YOUR INSTRUCTIONS ▸ Give back all the records below, unaltered.

Natural-language object grounding data ▸
⁂

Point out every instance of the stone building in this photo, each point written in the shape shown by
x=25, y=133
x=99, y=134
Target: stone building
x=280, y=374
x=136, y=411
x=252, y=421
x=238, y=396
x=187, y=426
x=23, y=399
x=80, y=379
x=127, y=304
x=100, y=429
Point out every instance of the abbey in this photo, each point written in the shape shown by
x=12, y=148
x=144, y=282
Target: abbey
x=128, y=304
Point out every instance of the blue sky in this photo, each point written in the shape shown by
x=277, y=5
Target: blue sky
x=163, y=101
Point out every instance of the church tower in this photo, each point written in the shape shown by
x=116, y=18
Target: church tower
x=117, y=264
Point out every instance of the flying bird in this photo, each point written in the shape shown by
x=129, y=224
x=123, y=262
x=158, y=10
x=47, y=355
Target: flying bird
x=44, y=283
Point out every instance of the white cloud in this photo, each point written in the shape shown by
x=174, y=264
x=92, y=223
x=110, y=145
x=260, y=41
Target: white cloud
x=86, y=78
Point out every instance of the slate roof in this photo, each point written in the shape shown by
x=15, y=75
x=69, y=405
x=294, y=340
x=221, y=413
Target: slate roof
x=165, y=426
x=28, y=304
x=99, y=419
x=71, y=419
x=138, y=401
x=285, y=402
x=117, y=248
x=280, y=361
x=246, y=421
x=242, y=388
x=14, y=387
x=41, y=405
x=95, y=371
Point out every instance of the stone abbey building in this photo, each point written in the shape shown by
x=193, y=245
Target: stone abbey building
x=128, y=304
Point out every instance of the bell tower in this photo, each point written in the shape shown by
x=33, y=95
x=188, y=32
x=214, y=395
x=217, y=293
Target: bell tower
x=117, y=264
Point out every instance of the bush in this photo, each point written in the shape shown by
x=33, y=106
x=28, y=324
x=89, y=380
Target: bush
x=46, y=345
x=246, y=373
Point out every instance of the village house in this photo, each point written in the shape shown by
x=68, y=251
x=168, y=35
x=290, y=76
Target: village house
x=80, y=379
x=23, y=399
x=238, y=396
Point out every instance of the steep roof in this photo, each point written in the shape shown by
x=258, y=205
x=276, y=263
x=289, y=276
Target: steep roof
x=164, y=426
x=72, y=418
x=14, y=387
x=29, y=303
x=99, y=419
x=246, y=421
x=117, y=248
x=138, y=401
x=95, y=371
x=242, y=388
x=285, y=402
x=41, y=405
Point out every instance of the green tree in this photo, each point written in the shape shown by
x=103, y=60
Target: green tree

⁂

EXERCISE OUTPUT ▸
Point out every instance of the stone building in this photo, each point written in the shape shown by
x=25, y=133
x=99, y=134
Target: stone building
x=280, y=374
x=136, y=411
x=252, y=421
x=238, y=396
x=187, y=426
x=23, y=399
x=80, y=379
x=127, y=304
x=100, y=429
Point out every instance of the abbey in this photo, each point written in the shape shown by
x=12, y=148
x=144, y=282
Target: abbey
x=128, y=304
Point out every instance of the blue sky in this photo, each point written in the shape shown by
x=277, y=5
Target: blue sky
x=163, y=101
Point out every instance of the church tower in this photo, each point written in the shape shown by
x=116, y=18
Target: church tower
x=117, y=264
Point out every instance of the flying bird in this photo, each point written in the shape shown by
x=129, y=224
x=123, y=262
x=158, y=10
x=47, y=355
Target: flying bird
x=44, y=283
Point out every instance of the white cloud in this photo, each point written in the shape shown by
x=174, y=264
x=92, y=223
x=110, y=145
x=260, y=41
Target: white cloud
x=86, y=78
Point out every instance of the slate roof in this photo, each point written in the shape shown by
x=15, y=75
x=69, y=405
x=294, y=340
x=221, y=413
Target: slate roof
x=165, y=426
x=28, y=304
x=99, y=419
x=71, y=419
x=138, y=401
x=285, y=402
x=117, y=248
x=280, y=361
x=246, y=421
x=242, y=388
x=14, y=387
x=41, y=405
x=95, y=371
Point out every instance of the stone abbey building in this photo, each point written in the shape shown by
x=193, y=245
Target: stone abbey building
x=128, y=304
Point out every instance of the bell tower in this photo, each point written in the shape shown by
x=33, y=95
x=188, y=32
x=214, y=395
x=217, y=293
Target: bell tower
x=117, y=264
Point out every instance of the bush in this photo, each point written in the shape shown by
x=33, y=106
x=28, y=324
x=89, y=380
Target: bush
x=46, y=345
x=246, y=373
Point out every instance of the village house in this photo, each point written in the shape shown by
x=68, y=251
x=168, y=35
x=290, y=76
Target: village house
x=80, y=379
x=23, y=399
x=238, y=396
Point out every instance of the steep roof in this photo, each point written in the shape shown by
x=258, y=205
x=276, y=263
x=289, y=276
Target: steep roof
x=164, y=426
x=72, y=418
x=14, y=387
x=29, y=303
x=99, y=419
x=246, y=421
x=117, y=248
x=138, y=401
x=95, y=371
x=242, y=388
x=285, y=402
x=41, y=405
Point out every instance of the green tree in this photo, each point written in the shape shown by
x=103, y=60
Target: green tree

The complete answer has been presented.